START PASSAGE SHOWN

This morning I received a news release from NORD. This is good news for those of us living with Kennedy’s Disease. When a treatment is discovered, we would hate to see something that works tied up in ‘red-tape’ (a long approval process).
The last two paragraphs of this news release summarize the findings and reason for the study.
LANDMARK NORD STUDY CONCLUDES FDA IS FLEXIBLE IN REVIEWING THERAPIES FOR RARE DISEASES
Study Catalogues Flexibility in Orphan Drugs Approved Since 1983
Released at the U.S. Conference on Rare Diseases and Orphan Products, the report examined the basis for FDA’s approval of 135 non-cancer “orphan drugs” … those for rare diseases since the Orphan Drug Act was enacted in 1983 to provide incentives to encourage development of treatments for rare diseases.
This is the first study of its kind ever conducted and the first time that there has been a systematic
examination of the basis for approval for any category of drug products extending over such a long period of time. The study demonstrates a decades-long pattern of flexibility in FDA review of orphan drugs.
Frank J. Sasinowski, chairman of the NORD board of directors and author of the report, said: “We wanted to determine whether FDA requires that orphan drug applications provide the conventional effectiveness data that are ordinarily expected for most drugs for more prevalent diseases, or whether the agency has over the years exercised flexibility in approving drugs for patients with rare diseases. This issue is critical to the patients and families NORD serves because the patient population available for testing of orphan drugs is, by definition, more limited than for drugs for more prevalent diseases.”
NORD President and CEO Peter L. Saltonstall said: “We are gratified that this extensive study, spearheaded by NORD on behalf of the entire rare disease community, found that there is supportable evidence to document flexibility by FDA medical reviewers. This study should provide an extra level of confidence for investigators, companies and investors who are considering developing new drugs for rare diseases.”
While any disease affecting fewer than 200,000 Americans is defined by law as “rare,” many rare diseases affect only a few hundred or a few dozen people. Conducting the clinical studies required to develop treatments for these diseases poses special challenges to medical researchers, the report pointed out.
The NORD study looked at all drugs for diseases other than cancer approved as orphans since 1983 to identify when flexibility was employed in the review process. The evaluation process distinguishes between flexibility applied as a result of a previously described FDA system, such as the accelerated approval program, or on a case-by-case basis.

END PASSAGE SHOWN
START DATASET EXTRACT

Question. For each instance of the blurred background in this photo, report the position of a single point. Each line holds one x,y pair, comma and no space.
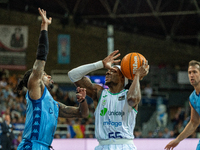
167,33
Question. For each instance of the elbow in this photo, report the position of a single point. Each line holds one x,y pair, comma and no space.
85,114
133,101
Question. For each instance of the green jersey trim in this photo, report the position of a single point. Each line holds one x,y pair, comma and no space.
115,93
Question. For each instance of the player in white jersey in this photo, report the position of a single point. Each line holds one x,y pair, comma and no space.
115,107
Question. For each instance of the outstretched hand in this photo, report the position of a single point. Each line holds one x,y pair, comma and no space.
143,70
81,94
172,144
43,14
110,59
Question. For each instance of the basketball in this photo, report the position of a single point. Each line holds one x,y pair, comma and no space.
130,63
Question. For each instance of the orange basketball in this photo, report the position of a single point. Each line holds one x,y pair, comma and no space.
130,63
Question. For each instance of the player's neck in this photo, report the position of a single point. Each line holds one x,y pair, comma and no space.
115,89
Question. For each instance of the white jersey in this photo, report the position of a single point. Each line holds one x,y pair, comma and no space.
114,118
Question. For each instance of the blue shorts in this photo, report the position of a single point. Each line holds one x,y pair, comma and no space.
198,146
29,145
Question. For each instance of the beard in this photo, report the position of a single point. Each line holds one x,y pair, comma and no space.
51,86
110,83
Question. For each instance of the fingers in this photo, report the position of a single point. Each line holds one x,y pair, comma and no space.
81,93
114,53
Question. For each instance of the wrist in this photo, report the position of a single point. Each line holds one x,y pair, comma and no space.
99,64
82,101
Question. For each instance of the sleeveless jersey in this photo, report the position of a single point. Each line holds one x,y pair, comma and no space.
195,101
41,121
114,118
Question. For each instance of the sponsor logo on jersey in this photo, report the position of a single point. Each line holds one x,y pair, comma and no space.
135,65
111,123
103,112
50,110
104,96
116,113
121,98
103,102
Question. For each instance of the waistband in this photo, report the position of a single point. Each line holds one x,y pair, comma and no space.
40,142
115,141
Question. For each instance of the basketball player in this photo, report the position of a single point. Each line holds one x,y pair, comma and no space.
194,101
42,110
117,107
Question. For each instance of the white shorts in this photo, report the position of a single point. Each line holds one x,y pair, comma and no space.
116,147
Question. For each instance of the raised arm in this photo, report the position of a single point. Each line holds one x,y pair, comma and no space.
77,75
76,112
134,93
35,84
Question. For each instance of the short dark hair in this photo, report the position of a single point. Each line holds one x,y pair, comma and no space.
23,82
194,62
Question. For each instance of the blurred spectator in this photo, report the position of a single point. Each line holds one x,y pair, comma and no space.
166,133
77,129
3,82
7,135
160,134
16,141
150,134
179,116
137,134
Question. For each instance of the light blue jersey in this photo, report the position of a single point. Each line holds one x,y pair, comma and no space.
41,122
195,102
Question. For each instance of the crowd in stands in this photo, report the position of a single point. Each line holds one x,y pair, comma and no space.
14,105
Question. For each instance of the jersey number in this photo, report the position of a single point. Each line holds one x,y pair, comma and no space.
114,135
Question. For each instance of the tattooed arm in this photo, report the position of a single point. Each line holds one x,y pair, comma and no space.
76,112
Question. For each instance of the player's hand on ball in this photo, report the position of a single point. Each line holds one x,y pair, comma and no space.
172,144
81,94
111,59
143,70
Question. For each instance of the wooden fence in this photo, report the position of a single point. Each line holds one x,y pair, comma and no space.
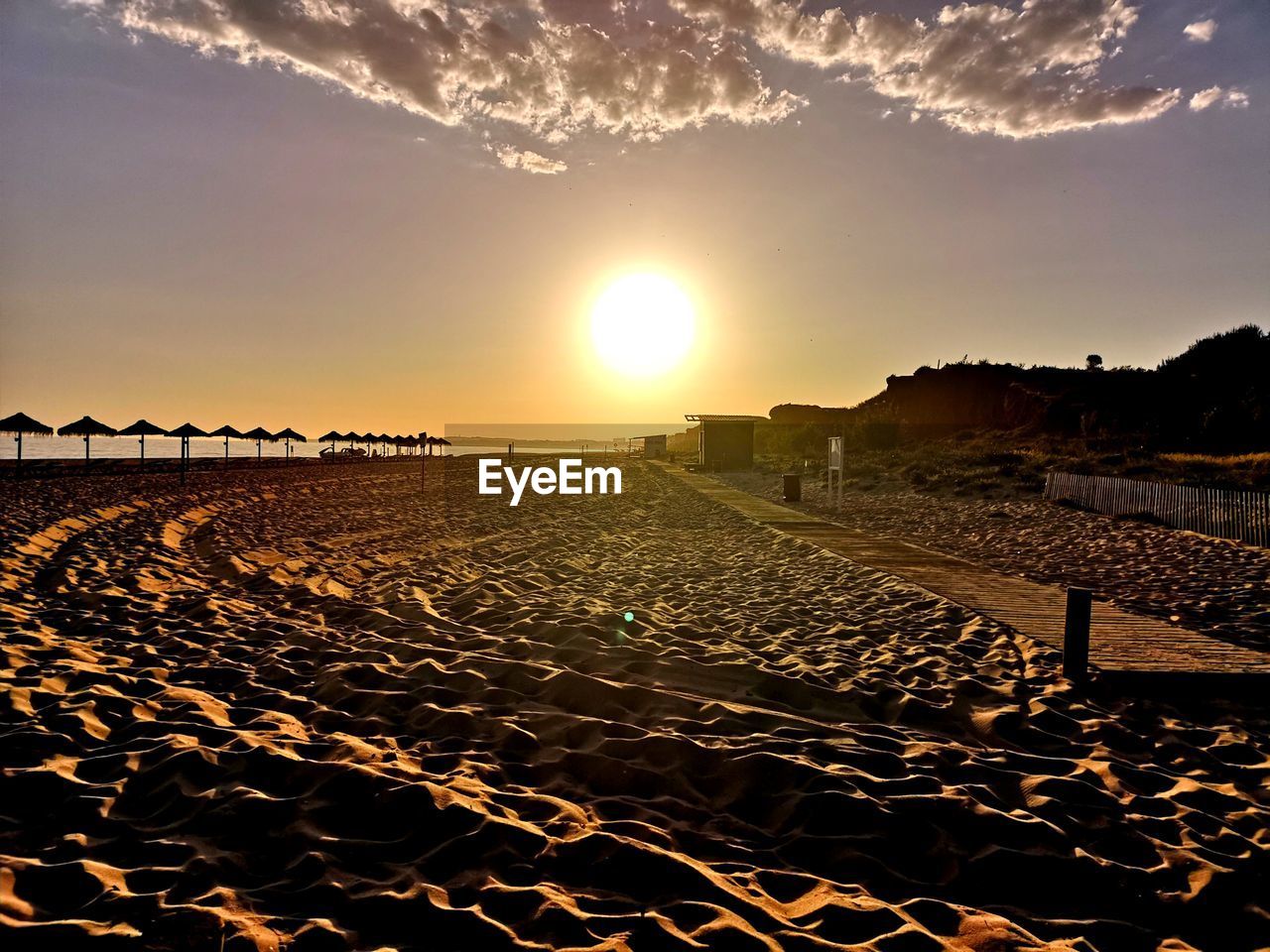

END DATASET EXTRACT

THINGS TO DO:
a – Answer these from the passage on the NORD study, one line each:
(i) How many non-cancer orphan drugs did the report examine?
(ii) Who wrote the report?
(iii) Under the law, fewer than how many affected Americans makes a disease "rare"?
b – Reproduce the part of the passage on the NORD study that begins at the words "LANDMARK NORD STUDY" and stops after "treatments for rare diseases.".
c – Carry the passage on the NORD study forward from the point where it stops.

ANSWERS TO THE PROBLEMS:
a –
(i) 135
(ii) Frank J. Sasinowski, chairman of the NORD board of directors
(iii) 200,000

b –
LANDMARK NORD STUDY CONCLUDES FDA IS FLEXIBLE IN REVIEWING THERAPIES FOR RARE DISEASES
Study Catalogues Flexibility in Orphan Drugs Approved Since 1983
Released at the U.S. Conference on Rare Diseases and Orphan Products, the report examined the basis for FDA’s approval of 135 non-cancer “orphan drugs” … those for rare diseases since the Orphan Drug Act was enacted in 1983 to provide incentives to encourage development of treatments for rare diseases.

c –
For each of the non-cancer drugs approved as orphans since 1983, NORD sought to access the FDA approval letter, the labeling at the time of approval, the decision memoranda of the FDA officials who approved the products, and the reviews of the medical and statistical officers. While such documents were retrievable in most cases, only subsets of those documents were recoverable for some drugs, especially for some of the earliest approved orphan therapies.
The drugs were then divided into three categories: those that, in NORD’s judgment, would have met the traditional data requirements for effectiveness; those whose approval was based on flexibility applied as a result of some documented FDA system for flexibility; and those whose approval appeared to reflect case-by-case flexibility.
Of the 135 drug approvals studied, NORD concluded that 45 would have met traditional data requirements, 32 reflected “administrative flexibility” based on a previously documented FDA system, and 58 reflected flexibility applied on a case-by-case basis.
“This review of FDA actions concludes that two of every three orphan drugs approved show FDA’s historic flexibility in its review of effectiveness data on orphan drug therapies, ” Sasinowski said. “Therefore, FDA has demonstrated in its actions on orphan products that it recognizes the importance of therapies for persons with rare disorders. It would be helpful for such flexibility and importance to be recognized in a formal FDA policy, and for FDA officials to incorporate and recognize that flexibility in a systematic way in their evaluations of each new therapy in development and under FDA review for Americans with any rare disease.”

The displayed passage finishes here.